* _EXTRACTED ENTRIES_

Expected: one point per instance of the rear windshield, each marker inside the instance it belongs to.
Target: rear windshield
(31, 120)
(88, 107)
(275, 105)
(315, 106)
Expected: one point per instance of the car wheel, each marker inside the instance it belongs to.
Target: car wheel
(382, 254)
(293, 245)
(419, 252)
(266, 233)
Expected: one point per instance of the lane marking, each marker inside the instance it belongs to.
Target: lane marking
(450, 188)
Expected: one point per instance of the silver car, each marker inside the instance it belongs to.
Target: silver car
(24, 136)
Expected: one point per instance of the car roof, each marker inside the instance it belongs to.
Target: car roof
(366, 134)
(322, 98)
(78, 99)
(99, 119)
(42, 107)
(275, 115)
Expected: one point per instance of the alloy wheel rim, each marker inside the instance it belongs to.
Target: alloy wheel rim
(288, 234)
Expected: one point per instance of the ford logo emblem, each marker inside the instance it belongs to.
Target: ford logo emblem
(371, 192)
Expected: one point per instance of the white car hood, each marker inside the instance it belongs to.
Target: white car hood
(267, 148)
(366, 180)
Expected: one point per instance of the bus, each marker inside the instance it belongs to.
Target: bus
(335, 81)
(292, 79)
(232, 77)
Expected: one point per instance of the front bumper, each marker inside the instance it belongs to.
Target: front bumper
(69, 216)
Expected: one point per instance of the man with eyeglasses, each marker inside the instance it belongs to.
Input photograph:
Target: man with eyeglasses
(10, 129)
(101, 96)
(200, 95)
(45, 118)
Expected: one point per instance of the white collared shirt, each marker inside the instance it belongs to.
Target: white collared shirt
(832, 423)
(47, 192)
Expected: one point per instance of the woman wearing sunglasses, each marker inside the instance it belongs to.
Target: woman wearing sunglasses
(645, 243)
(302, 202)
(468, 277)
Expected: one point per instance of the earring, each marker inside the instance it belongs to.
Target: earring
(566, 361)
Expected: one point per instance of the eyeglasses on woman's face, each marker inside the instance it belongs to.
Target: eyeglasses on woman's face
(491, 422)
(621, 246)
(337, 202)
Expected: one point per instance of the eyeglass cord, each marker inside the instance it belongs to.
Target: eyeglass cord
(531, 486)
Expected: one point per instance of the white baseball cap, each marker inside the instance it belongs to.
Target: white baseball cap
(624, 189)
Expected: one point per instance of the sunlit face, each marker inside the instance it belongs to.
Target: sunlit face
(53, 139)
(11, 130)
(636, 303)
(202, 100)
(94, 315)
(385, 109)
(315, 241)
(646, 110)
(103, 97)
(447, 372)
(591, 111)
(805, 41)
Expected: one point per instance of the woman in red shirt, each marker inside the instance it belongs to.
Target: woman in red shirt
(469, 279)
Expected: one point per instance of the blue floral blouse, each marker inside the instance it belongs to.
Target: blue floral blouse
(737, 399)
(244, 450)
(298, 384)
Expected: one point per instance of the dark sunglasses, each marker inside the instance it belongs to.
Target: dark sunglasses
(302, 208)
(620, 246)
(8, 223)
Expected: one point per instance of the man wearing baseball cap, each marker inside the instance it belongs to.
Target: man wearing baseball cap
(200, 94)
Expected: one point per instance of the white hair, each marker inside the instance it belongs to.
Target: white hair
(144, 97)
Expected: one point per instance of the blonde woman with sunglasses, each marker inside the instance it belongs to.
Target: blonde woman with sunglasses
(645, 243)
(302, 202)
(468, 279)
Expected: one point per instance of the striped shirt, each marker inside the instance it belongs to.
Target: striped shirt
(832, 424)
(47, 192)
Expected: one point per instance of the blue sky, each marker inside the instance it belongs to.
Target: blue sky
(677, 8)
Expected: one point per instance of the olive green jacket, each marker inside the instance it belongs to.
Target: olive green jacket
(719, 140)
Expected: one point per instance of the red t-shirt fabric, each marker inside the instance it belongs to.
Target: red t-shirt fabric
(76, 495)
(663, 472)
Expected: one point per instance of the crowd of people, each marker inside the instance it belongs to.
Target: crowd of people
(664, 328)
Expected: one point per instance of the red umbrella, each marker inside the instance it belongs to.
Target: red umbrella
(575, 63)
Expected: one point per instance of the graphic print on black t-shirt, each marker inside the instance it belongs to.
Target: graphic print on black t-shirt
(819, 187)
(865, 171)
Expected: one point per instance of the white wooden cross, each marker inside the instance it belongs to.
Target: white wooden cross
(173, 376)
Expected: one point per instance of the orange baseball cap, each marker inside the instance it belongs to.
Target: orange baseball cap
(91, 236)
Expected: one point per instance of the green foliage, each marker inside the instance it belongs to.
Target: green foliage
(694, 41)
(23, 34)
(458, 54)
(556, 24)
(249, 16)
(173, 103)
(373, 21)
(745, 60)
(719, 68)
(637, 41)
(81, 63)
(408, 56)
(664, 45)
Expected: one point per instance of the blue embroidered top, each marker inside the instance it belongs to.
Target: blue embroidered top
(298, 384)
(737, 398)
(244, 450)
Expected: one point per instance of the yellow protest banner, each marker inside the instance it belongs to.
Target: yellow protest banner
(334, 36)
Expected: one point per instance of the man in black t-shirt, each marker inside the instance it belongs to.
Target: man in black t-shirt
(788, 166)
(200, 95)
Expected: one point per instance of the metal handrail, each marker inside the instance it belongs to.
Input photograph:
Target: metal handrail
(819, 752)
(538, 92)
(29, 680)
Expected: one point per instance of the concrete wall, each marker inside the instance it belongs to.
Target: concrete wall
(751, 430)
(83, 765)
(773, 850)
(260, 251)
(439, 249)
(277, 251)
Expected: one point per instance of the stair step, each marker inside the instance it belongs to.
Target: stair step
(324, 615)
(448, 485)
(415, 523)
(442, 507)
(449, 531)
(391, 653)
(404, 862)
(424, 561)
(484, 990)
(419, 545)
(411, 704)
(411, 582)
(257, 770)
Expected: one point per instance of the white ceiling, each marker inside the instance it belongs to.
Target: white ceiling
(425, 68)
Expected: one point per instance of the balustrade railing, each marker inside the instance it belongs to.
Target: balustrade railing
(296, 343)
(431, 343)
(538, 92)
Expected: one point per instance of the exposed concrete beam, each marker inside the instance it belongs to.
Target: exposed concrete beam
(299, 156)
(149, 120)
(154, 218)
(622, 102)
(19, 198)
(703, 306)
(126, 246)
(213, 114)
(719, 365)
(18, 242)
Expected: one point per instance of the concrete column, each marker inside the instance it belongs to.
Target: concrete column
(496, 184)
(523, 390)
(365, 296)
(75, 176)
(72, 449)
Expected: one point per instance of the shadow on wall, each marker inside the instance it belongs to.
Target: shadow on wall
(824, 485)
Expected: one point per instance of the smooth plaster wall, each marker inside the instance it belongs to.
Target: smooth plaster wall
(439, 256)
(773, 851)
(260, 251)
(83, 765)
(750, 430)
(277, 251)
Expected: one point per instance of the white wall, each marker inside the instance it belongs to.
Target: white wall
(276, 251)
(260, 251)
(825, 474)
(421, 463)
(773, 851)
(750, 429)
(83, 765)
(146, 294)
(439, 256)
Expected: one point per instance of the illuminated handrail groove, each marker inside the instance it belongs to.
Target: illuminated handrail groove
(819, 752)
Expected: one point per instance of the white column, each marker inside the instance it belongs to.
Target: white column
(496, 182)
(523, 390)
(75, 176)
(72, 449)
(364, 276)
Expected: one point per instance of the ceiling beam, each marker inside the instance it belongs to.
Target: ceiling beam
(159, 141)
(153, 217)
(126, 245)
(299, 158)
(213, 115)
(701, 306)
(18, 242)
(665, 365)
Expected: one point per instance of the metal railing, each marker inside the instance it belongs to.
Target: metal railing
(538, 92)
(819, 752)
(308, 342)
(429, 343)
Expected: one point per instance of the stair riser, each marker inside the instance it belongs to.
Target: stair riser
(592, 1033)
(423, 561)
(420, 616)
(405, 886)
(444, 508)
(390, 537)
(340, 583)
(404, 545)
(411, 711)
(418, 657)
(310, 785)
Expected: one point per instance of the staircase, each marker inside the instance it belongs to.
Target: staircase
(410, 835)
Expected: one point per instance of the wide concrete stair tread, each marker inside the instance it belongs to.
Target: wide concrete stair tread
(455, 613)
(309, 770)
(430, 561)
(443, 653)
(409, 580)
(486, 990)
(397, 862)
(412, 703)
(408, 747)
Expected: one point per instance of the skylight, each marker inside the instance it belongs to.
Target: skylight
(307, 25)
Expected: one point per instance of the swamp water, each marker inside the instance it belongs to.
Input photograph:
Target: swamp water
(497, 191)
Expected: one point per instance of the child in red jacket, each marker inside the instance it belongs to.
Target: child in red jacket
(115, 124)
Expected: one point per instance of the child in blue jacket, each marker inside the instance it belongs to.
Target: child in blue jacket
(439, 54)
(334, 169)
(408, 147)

* _WORK TO BE COMPLETED_
Retype only the stretch of lines above starting at the one with "Expected: one point per instance of the man wearing" and stopping at the one with "Expected: one point per instance of the striped", exactly as written, with both kept.

* _OUTPUT FOR THIS TASK_
Expected: one point per instance of the man wearing baseball cap, each marker inside the instance it belongs to.
Target: man wearing baseball cap
(200, 94)
Expected: one point per instance of the white hair, each marker inside the instance it belongs to.
Target: white hair
(144, 97)
Expected: one point per instance of the blonde woman with sunglasses, each marker inside the instance it belongs to.
Target: blonde woman with sunglasses
(645, 243)
(302, 202)
(468, 279)
Expected: one point per instance of the striped shirt, each marker inside the instance it belongs to.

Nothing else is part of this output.